Requirements>
Switch "blue wristband" to "green wristband" in the listing, starting with the line that contains "Every instance of the wooden" and going on through the line that contains "<point>149,55</point>". Give back only those lines, with everything else unchanged.
-- start of Information shown --
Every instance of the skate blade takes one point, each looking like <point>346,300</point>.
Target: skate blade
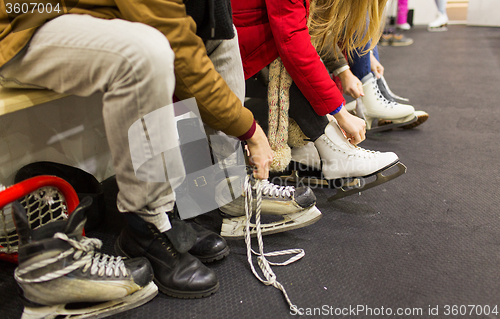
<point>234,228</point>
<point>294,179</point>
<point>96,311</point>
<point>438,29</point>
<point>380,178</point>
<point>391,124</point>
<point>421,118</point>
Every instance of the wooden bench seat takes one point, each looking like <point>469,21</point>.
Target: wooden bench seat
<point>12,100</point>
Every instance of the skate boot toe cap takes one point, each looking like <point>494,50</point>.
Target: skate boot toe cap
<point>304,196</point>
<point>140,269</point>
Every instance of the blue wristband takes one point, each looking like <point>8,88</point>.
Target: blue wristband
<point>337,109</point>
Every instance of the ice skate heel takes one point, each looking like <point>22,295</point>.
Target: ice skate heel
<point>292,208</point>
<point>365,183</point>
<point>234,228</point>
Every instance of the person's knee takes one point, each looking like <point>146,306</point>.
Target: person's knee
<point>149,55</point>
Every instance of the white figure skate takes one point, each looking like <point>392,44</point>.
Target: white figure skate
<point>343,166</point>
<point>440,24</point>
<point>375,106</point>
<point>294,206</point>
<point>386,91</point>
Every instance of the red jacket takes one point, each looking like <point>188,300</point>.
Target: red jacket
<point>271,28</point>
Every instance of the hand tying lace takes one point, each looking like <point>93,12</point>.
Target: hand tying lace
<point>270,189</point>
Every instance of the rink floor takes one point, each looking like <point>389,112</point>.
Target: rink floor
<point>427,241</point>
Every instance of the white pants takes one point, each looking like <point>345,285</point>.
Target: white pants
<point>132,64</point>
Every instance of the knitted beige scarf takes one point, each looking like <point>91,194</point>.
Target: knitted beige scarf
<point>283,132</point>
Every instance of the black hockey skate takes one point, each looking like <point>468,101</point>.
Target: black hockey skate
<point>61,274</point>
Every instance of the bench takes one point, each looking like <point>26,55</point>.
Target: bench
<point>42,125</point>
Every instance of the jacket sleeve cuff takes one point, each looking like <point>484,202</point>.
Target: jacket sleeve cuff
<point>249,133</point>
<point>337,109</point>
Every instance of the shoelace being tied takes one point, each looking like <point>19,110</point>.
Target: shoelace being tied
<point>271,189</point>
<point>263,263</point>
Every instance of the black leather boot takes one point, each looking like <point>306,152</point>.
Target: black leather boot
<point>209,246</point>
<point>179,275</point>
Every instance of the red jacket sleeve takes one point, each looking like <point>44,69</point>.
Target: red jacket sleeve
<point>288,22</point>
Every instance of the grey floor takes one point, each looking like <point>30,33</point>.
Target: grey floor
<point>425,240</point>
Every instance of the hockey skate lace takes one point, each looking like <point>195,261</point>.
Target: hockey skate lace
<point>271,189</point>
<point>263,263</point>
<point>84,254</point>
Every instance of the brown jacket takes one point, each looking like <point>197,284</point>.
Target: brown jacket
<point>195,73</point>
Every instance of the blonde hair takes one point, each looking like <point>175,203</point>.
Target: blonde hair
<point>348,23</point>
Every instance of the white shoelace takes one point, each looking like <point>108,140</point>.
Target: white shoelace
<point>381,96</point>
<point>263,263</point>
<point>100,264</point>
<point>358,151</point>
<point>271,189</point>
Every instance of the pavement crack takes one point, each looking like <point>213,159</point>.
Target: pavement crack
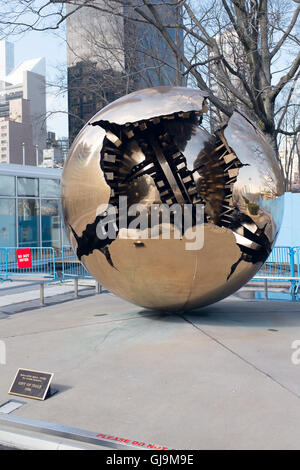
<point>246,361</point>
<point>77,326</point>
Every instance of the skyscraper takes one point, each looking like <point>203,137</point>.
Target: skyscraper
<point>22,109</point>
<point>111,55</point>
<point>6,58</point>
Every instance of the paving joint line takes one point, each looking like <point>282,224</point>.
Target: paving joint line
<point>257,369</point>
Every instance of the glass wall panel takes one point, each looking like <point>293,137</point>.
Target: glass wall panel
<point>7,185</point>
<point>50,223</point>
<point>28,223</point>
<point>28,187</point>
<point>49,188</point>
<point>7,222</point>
-- end of Information shown --
Solution to the problem>
Every instance of the wooden bench seat takes one point, each looking like <point>469,21</point>.
Target: wooden bench seat
<point>12,100</point>
Every instance of the skate boot toe cap takes one point, each looking like <point>494,50</point>.
Target: skate boot toe cap
<point>304,196</point>
<point>140,269</point>
Every instance of the green wristband takes one point, each looking like <point>8,88</point>.
Target: green wristband
<point>337,109</point>
Every instance of the ice skate heel takes one point, each looking like <point>22,295</point>.
Target: ice skate heel
<point>292,208</point>
<point>365,183</point>
<point>234,228</point>
Every instance of the person's knee takes one point, each looking like <point>146,306</point>.
Target: person's knee
<point>149,55</point>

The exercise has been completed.